-------- Given data --------

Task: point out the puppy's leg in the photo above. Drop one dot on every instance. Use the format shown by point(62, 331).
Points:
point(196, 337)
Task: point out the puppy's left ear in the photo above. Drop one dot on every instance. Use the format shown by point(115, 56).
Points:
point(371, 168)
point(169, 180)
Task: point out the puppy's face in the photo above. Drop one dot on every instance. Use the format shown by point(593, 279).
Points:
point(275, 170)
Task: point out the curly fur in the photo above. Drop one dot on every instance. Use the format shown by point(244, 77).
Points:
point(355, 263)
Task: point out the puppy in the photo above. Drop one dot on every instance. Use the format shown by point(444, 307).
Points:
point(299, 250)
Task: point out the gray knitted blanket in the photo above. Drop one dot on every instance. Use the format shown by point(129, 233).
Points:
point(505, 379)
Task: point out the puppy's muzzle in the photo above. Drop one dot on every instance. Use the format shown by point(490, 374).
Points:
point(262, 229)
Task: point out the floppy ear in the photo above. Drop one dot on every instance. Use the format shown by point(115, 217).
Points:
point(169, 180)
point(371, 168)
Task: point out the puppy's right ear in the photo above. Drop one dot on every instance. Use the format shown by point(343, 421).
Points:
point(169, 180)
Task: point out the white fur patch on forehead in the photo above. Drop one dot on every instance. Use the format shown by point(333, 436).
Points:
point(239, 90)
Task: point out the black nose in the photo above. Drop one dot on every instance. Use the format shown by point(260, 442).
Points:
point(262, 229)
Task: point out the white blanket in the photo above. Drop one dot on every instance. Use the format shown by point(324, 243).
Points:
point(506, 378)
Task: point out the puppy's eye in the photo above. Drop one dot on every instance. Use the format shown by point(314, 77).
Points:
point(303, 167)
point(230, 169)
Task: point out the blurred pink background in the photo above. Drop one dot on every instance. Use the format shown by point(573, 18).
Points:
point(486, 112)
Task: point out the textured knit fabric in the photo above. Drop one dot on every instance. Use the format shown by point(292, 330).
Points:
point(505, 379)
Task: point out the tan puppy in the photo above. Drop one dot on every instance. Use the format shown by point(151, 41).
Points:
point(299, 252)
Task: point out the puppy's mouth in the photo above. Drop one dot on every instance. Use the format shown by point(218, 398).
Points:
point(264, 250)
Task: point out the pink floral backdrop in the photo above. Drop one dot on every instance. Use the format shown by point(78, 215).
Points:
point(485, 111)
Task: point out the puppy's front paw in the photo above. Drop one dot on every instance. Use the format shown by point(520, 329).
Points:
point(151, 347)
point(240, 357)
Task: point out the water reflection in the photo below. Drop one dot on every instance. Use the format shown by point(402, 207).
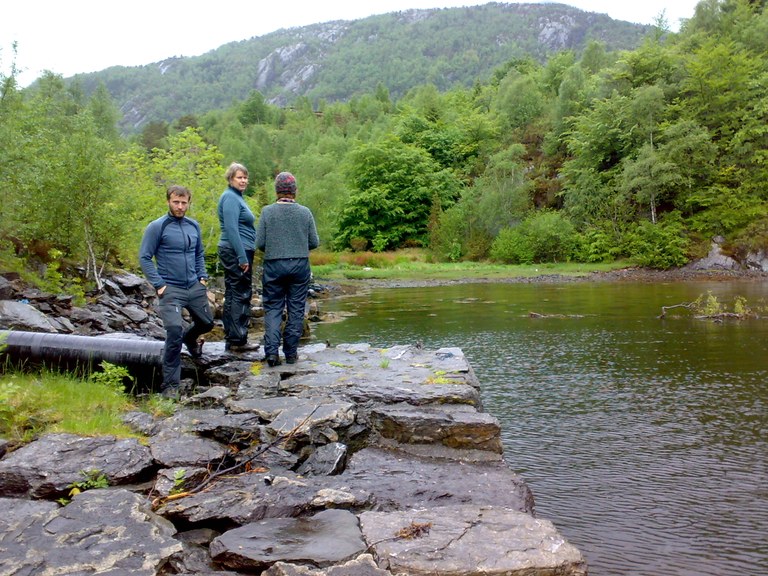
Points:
point(643, 439)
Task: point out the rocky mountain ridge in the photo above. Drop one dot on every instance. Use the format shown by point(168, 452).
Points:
point(337, 60)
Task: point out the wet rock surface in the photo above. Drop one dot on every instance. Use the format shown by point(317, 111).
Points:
point(354, 461)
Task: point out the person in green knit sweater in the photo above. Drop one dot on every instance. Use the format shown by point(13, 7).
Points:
point(286, 232)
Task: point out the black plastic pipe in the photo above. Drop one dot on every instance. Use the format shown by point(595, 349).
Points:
point(142, 358)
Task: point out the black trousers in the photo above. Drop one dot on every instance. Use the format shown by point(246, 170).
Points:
point(285, 284)
point(238, 291)
point(172, 301)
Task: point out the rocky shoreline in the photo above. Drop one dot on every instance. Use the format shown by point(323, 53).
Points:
point(355, 461)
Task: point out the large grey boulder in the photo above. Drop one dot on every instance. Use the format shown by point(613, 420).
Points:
point(326, 538)
point(108, 531)
point(21, 316)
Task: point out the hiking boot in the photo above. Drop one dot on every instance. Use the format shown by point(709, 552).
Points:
point(171, 392)
point(245, 347)
point(195, 349)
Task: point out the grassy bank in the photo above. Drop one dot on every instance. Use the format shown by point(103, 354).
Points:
point(414, 264)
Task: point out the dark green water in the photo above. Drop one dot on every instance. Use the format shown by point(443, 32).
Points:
point(644, 440)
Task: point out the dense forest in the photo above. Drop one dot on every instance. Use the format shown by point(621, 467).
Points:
point(645, 154)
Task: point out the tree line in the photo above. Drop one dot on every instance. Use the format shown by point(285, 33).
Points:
point(644, 154)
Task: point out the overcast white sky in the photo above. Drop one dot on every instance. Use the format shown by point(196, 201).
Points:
point(74, 36)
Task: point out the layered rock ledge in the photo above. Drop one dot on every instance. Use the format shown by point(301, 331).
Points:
point(354, 461)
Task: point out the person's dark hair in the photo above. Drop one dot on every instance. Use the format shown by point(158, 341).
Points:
point(233, 169)
point(179, 191)
point(285, 183)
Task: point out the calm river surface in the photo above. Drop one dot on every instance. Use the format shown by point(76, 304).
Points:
point(643, 440)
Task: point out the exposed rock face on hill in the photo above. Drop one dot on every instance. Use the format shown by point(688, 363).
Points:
point(354, 461)
point(341, 59)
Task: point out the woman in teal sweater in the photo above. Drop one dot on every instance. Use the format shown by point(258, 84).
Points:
point(236, 249)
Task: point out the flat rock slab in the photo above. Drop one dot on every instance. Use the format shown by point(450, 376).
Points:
point(47, 467)
point(109, 531)
point(397, 482)
point(327, 538)
point(464, 541)
point(454, 425)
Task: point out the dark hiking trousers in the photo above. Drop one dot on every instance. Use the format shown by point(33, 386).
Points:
point(285, 285)
point(238, 291)
point(172, 301)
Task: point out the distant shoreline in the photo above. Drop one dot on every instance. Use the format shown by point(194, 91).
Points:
point(623, 275)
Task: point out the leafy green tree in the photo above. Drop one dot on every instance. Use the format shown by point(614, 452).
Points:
point(105, 113)
point(393, 186)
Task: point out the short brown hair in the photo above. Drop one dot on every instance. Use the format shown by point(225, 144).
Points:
point(233, 169)
point(179, 191)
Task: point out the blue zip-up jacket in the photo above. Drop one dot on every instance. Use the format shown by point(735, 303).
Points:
point(177, 248)
point(237, 224)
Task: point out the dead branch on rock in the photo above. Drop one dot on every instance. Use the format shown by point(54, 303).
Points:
point(240, 467)
point(688, 305)
point(540, 315)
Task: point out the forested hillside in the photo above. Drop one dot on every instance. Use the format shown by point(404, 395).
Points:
point(335, 61)
point(591, 155)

--------

* [Exercise brief]:
Starting at the line that contains "Task: point out the leafy" and running through the final line above, write those lines as a JSON list of strings, one string per line, with any blank lines left out.

* [Result of this task]:
[
  "Task: point out the leafy green tree in the photo above. Drop one dot on every instance. Use the format shown by point(614, 452).",
  "Points:",
  "point(105, 113)",
  "point(393, 186)",
  "Task: point out the short brown hair in the photo above. Drop one dot on every instance. Use the format shown by point(225, 144).",
  "Points:",
  "point(233, 169)",
  "point(179, 191)",
  "Task: point out the blue zip-up jacket in the photo above. Drop one dot on every instance. Use the format shown by point(735, 303).",
  "Points:",
  "point(177, 248)",
  "point(237, 224)",
  "Task: point out the dead branch on rock in the photo above. Drop one dot on every instance. Use the format shown by point(54, 303).",
  "Points:",
  "point(240, 467)",
  "point(688, 305)",
  "point(540, 315)",
  "Task: point out the forested hillside in the photo above. Drop one dot on every instance. Use the format shown by point(404, 395).",
  "Points:",
  "point(335, 61)",
  "point(591, 155)"
]